▶ _Written task_:
Count the lines in the data below that contain the string "monument", treating uppercase and lowercase as different. Reply with the number alone.

[START Record list]

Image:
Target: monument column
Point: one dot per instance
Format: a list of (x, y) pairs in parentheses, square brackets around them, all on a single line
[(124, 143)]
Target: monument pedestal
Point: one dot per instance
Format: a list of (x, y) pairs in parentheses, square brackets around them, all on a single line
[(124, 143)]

[END Record list]
[START Record list]

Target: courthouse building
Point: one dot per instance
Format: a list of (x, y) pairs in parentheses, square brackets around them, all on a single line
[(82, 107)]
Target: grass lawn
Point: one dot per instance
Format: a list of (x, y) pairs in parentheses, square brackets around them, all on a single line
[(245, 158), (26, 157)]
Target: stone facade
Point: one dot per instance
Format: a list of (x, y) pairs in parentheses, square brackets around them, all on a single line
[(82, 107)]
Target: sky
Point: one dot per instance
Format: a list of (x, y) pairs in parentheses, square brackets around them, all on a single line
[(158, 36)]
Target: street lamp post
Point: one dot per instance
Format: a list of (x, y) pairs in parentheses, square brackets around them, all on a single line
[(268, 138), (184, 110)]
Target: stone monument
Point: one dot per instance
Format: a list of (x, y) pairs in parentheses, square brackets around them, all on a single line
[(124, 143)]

[END Record list]
[START Record list]

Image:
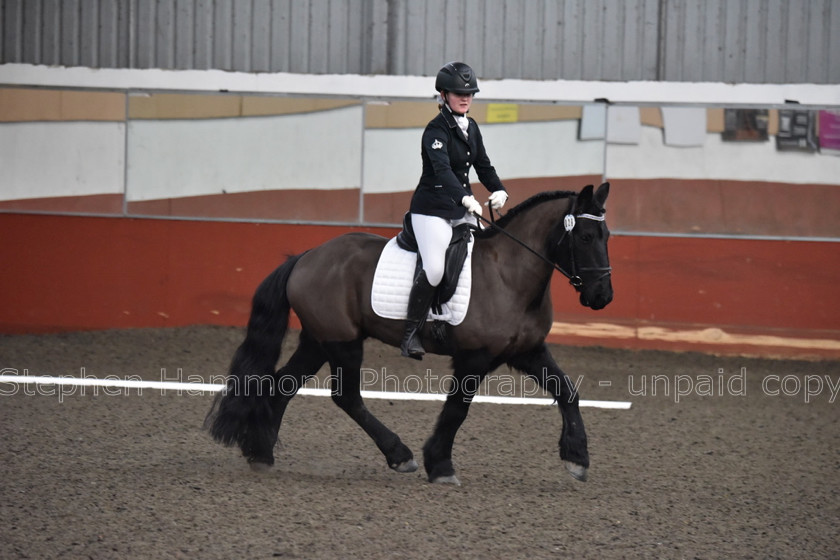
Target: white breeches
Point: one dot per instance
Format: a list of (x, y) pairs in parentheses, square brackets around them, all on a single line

[END Record list]

▶ _Response to the exercise_:
3